Natural language region descriptions:

====

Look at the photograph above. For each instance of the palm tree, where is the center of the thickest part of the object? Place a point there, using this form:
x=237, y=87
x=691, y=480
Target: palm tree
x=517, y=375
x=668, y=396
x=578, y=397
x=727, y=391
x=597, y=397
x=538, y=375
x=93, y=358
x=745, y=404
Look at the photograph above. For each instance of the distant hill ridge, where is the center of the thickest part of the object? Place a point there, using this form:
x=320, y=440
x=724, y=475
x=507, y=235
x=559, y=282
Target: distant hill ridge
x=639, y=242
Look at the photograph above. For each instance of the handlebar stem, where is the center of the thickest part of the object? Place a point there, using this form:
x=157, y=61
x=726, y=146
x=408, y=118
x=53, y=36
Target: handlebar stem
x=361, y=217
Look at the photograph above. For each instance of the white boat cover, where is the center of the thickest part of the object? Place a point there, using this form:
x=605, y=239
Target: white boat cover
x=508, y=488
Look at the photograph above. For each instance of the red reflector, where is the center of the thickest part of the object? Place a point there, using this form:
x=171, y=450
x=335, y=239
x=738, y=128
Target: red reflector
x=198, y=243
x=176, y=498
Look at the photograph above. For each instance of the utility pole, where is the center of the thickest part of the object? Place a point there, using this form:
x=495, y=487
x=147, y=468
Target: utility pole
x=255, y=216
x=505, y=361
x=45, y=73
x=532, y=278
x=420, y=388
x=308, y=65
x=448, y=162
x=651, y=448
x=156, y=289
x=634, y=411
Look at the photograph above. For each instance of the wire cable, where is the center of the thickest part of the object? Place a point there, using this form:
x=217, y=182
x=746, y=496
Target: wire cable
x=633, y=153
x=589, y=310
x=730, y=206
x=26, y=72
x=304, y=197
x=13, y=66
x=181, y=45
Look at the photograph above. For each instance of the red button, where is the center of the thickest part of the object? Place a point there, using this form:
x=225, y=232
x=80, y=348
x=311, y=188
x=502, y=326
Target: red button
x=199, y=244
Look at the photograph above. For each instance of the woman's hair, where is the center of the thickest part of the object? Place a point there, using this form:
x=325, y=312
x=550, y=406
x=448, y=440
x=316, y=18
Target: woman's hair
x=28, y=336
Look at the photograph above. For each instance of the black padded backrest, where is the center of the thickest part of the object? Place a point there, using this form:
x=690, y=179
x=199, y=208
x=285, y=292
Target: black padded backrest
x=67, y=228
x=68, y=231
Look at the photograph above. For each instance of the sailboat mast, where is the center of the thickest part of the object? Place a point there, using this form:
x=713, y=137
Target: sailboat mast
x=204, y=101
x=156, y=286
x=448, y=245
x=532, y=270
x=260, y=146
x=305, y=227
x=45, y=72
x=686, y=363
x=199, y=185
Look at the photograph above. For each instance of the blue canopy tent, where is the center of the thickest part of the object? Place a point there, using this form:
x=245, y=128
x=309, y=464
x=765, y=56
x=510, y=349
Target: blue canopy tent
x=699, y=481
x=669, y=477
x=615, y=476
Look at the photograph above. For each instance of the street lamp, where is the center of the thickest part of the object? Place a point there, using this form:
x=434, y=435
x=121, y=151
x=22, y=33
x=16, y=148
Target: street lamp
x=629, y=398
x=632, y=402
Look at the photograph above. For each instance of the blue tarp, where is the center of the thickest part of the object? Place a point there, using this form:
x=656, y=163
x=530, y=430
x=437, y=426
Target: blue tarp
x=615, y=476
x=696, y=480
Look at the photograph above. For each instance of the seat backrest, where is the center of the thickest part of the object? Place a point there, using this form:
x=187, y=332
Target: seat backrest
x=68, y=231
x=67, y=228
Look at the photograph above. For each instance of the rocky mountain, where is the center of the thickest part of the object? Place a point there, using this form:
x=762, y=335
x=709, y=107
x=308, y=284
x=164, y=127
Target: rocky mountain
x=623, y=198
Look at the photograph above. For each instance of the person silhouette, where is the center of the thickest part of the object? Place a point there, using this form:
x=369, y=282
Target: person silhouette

====

== Work required ==
Once the records have been read, print them all again exactly.

== Completed task ==
Look at the photograph above. For each instance of the palm tree, where is the center of the thickest part of the object? Place a point there, using this form:
x=237, y=87
x=691, y=480
Target: palm tree
x=517, y=375
x=668, y=396
x=578, y=397
x=727, y=391
x=597, y=397
x=538, y=375
x=93, y=358
x=745, y=404
Look at the photograph above. For each instance of the distant hill ridge, where is the center of the thickest part of the object? Place a point there, using this form:
x=320, y=440
x=724, y=475
x=507, y=235
x=559, y=282
Target: distant hill ridge
x=639, y=242
Look at the photograph above. For each instance of the handlebar stem, where is the center of the thickest part of the object? Place a point there, using this form:
x=157, y=61
x=726, y=146
x=408, y=118
x=53, y=36
Target: handlebar stem
x=361, y=217
Look at the photograph above. For each instance of the white boat cover, where is the center of the thickest part of the object? Place a point there, using this form:
x=605, y=239
Target: white boat cover
x=508, y=488
Look at the photograph above. For each instance of the red reflector, where is the center of the thickest part of the object? Place a point there, using this form:
x=171, y=450
x=335, y=239
x=738, y=128
Target: red reflector
x=198, y=243
x=176, y=498
Look at the photograph above. For each instance of the utility pole, where is the center of the thickest part of the object? Place a point there, using this form:
x=495, y=487
x=147, y=468
Target: utility pole
x=255, y=216
x=505, y=361
x=45, y=73
x=532, y=278
x=420, y=388
x=308, y=65
x=448, y=162
x=651, y=448
x=156, y=289
x=634, y=411
Look at the photograph above. For each instance of the wire cable, where is the center of the thickest part of the object? Place a point there, using this form:
x=217, y=182
x=746, y=496
Target: wire cable
x=633, y=153
x=589, y=310
x=730, y=206
x=26, y=72
x=304, y=197
x=13, y=66
x=181, y=45
Look at the photograph above. For each instance of the red button, where is the center of the thickest part of the object? Place a point there, using this form:
x=225, y=232
x=80, y=348
x=311, y=188
x=502, y=326
Target: red button
x=199, y=244
Look at the photograph above. For each instance of the woman's hair, where is the center of the thickest part of the object? Place a point there, using this form:
x=325, y=312
x=550, y=406
x=448, y=440
x=316, y=18
Target: woman's hair
x=28, y=336
Look at the photograph above. For each instance of the black padded backrest, where is the center of the thickest part of the object? Place a point there, using this form:
x=690, y=179
x=199, y=208
x=285, y=292
Target: black padded backrest
x=67, y=228
x=68, y=231
Look at the photograph above. For each instance of the sailboat mast, where is the center of the thickest part of the object? Place a point there, using this form:
x=713, y=137
Target: sailboat mast
x=204, y=101
x=156, y=286
x=448, y=245
x=532, y=270
x=260, y=146
x=305, y=227
x=45, y=72
x=686, y=363
x=199, y=185
Look at the photograph above. For each instance of the blue canopy tent, where is the center of the thickest part of the object? Place a point there, using this form:
x=245, y=128
x=309, y=464
x=765, y=56
x=510, y=349
Target: blue canopy tent
x=699, y=481
x=669, y=477
x=615, y=476
Look at the photograph above. For each instance of the street lamp, where is the center of the thickest part of the object? Place a point there, using this form:
x=434, y=435
x=121, y=151
x=22, y=33
x=16, y=148
Target: street lamp
x=629, y=398
x=632, y=402
Look at the photograph above. For each instance of the blue tarp, where is the center of the thickest part of the object? Place a point there, using this form:
x=656, y=163
x=530, y=430
x=437, y=426
Target: blue tarp
x=615, y=476
x=696, y=480
Look at the photograph above. For each instance of the seat backrest, where is the center of the thickest part of the object? Place a point there, using this form:
x=187, y=332
Target: seat backrest
x=68, y=231
x=67, y=228
Look at the photograph above. For each instance of the rocky mountain, where is the center of the thickest part of the object? Place a point there, using this form:
x=762, y=335
x=709, y=107
x=308, y=284
x=164, y=127
Target: rocky mountain
x=623, y=198
Look at the photograph above. For each instance of the person silhouette, where is the center of the thickest part of the object? Place a point there, using this form:
x=369, y=282
Target: person silhouette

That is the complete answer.